### Consigne
Dans l'extrait de décision de justice ci-dessous, reprenez tout ce qui va de "5. Toutefois, il" jusqu'à "devant la Cour.", en remplaçant "Tribunal administratif de Paris" par "juge de première instance".

### Extrait du texte
******************************
5. Toutefois, il y a lieu pour la Cour, saisie par l'effet dévolutif de l'appel, d'examiner les autres moyens soulevés par M. C...devant le Tribunal administratif de Paris et devant la Cour.

Sur les autres moyens soulevés par M.C... :

6. En premier lieu, par un arrêté n° 2017-00804 du 24 juillet 2017, régulièrement publié au bulletin municipal officiel de la ville de Paris du 1er août 2017, le préfet de police a donné à M. E... F..., adjoint au chef du 10ème bureau à la sous-direction de l'administration des étrangers de la direction de la police générale à la préfecture de police, signataire de l'arrêté attaqué, délégation à l'effet de signer les décisions en matière de police des étrangers en cas d'absence ou d'empêchement d'autorités dont il n'est pas établi qu'elles n'étaient pas absentes ou empêchées lors de la signature de l'arrêté litigieux. Par suite, le moyen tiré de l'incompétence du signataire de cet arrêté manque en fait.

7. En deuxième lieu, en vertu du paragraphe 1 de l'article 3 du règlement du 26 juin 2013 établissant les critères et mécanismes de détermination de l'Etat membre responsable de l'examen d'une demande de protection internationale introduite dans l'un des Etats membres par un ressortissant de pays tiers ou un apatride, lorsqu'une telle demande est présentée, un seul Etat, parmi ceux auxquels s'applique ce règlement, est responsable de son examen. Cet Etat, dit Etat membre responsable, est déterminé en faisant application des critères énoncés aux articles 7 à 15 du chapitre III du règlement ou, lorsqu'aucun Etat membre ne peut être désigné sur la base de ces critères, du premier alinéa du paragraphe 2 de l'article 3 de son chapitre II. Si l'Etat membre responsable est différent de l'Etat membre dans lequel se trouve le demandeur, ce dernier peut être transféré vers cet Etat, qui a vocation à le prendre en charge. Lorsqu'une personne a antérieurement présenté une demande d'asile sur le territoire d'un autre Etat membre, elle peut être transférée vers cet Etat, à qui il incombe de la reprendre en charge, sur le fondement des b), c) et d) du paragraphe 1 de l'article 18 du chapitre V et du paragraphe 5 de l'article 20 du chapitre VI de ce même règlement. En application de l'article L. 742-3 du code de l'entrée et du séjour des étrangers et du droit d'asile, la décision de transfert dont fait l'objet un ressortissant de pays tiers ou un apatride qui a déposé auprès des autorités françaises une demande d'asile dont l'examen relève d'un autre Etat membre ayant accepté de le prendre ou de le reprendre en charge doit être motivée, c'est-à-dire qu'elle doit comporter l'énoncé des considérations de droit et de fait qui en constituent le fondement.
******************************
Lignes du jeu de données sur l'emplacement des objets
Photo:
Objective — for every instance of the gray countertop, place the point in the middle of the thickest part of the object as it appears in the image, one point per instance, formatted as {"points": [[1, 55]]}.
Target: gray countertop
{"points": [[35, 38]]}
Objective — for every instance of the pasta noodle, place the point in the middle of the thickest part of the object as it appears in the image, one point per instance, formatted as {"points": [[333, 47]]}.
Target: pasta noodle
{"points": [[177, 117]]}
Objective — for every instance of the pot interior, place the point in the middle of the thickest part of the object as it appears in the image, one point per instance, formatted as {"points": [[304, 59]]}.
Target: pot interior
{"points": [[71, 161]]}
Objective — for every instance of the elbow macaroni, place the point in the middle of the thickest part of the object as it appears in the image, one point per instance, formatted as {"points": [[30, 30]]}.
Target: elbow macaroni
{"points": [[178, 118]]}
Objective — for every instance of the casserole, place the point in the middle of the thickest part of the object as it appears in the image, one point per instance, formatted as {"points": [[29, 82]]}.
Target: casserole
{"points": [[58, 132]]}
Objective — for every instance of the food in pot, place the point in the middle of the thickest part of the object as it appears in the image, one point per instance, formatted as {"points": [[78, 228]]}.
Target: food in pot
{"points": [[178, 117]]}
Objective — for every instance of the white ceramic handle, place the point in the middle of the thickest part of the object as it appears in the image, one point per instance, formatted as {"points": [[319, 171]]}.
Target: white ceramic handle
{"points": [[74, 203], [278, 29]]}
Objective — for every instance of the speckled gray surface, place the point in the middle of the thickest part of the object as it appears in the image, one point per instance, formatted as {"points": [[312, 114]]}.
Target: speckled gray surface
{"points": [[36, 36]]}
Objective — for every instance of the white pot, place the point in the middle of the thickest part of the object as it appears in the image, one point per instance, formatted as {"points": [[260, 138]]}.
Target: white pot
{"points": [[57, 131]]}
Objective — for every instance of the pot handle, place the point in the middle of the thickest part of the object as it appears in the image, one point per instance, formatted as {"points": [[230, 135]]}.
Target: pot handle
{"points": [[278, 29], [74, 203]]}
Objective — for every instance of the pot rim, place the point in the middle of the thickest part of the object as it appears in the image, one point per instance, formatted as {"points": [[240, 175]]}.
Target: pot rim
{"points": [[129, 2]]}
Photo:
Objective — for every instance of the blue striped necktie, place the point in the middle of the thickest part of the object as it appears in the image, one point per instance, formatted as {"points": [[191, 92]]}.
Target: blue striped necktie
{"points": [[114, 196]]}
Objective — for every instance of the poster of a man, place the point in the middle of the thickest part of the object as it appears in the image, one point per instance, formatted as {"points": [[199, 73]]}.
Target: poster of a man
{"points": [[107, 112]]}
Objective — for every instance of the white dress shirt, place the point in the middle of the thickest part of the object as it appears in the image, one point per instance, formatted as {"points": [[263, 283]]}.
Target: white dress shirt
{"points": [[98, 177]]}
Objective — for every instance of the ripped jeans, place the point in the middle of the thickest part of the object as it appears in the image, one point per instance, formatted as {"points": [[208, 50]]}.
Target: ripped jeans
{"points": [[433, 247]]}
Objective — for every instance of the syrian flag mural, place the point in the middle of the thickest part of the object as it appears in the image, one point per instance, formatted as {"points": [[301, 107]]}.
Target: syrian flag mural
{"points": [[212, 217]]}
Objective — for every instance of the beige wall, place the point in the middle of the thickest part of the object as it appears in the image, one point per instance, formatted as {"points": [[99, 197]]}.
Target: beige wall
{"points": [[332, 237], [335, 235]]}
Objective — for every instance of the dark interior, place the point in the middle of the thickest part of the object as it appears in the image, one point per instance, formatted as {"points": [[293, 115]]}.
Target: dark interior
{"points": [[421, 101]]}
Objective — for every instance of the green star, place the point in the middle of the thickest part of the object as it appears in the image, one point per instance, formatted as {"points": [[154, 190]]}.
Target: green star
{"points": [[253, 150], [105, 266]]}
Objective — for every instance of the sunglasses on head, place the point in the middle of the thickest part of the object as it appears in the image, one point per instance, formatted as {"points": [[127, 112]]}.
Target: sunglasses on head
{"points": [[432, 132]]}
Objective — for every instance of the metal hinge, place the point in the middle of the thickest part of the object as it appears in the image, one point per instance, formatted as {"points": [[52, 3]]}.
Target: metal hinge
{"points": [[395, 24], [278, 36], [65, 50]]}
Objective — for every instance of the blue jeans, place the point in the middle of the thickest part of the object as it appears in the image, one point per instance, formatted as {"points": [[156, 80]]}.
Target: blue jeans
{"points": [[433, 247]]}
******************************
### Résultat attendu
5. Toutefois, il y a lieu pour la Cour, saisie par l'effet dévolutif de l'appel, d'examiner les autres moyens soulevés par M. C...devant le juge de première instance et devant la Cour.